* [Problem to solve] Your answer should be every line of the records that contains the word "treeline", copied as it stands.

* [Stored data]
□ □ □ □
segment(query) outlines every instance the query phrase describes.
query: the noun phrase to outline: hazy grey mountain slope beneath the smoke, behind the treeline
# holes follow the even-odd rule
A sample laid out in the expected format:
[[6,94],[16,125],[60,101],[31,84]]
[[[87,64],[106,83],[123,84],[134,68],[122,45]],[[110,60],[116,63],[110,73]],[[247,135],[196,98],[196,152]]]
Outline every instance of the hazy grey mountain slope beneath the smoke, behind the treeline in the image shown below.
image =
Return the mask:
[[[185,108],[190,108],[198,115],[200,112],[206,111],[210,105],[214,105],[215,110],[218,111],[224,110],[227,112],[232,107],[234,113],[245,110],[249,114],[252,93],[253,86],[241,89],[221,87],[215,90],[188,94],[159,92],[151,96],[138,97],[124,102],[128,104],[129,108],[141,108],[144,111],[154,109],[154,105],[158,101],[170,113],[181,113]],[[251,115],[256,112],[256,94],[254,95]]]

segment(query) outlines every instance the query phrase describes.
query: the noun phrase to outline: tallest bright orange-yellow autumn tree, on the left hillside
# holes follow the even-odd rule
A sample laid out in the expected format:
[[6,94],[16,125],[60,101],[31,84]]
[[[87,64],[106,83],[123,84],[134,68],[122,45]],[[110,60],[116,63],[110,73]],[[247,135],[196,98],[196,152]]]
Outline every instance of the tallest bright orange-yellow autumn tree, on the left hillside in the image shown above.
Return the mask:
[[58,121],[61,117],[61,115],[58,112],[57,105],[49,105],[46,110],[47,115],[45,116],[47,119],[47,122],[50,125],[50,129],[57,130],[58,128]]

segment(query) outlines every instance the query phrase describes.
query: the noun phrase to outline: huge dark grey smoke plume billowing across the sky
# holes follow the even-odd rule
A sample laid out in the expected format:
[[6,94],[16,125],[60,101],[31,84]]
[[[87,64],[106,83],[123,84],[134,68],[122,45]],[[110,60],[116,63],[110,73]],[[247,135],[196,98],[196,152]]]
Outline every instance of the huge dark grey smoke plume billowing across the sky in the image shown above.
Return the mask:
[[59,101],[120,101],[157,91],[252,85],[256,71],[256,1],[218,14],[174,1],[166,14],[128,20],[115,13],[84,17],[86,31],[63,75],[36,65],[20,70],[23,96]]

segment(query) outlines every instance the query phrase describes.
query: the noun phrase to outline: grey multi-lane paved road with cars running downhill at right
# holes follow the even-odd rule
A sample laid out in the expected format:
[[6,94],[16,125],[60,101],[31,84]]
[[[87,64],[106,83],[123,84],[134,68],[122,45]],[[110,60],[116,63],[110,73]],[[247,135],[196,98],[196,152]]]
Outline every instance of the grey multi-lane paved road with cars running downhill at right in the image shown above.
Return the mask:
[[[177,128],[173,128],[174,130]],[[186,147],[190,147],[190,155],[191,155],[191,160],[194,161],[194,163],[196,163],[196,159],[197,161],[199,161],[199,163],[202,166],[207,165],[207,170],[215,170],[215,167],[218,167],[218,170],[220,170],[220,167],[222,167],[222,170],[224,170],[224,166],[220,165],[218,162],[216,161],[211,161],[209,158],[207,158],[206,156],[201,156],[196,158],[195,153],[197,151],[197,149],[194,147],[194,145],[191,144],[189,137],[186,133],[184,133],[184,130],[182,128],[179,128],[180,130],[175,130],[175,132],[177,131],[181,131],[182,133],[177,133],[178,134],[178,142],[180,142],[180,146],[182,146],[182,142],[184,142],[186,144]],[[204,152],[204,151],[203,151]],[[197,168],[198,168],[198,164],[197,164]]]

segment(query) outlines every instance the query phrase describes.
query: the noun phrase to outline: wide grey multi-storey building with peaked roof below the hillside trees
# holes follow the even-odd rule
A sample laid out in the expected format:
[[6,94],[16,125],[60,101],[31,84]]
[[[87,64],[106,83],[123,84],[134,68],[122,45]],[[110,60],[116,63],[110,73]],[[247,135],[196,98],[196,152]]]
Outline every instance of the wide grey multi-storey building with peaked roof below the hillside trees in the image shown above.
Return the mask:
□ □ □ □
* [Exercise response]
query: the noun phrase to outline: hazy grey mountain slope beneath the smoke, behind the treeline
Outline every instance of the hazy grey mountain slope beneath the smoke, behind the treeline in the image shown below.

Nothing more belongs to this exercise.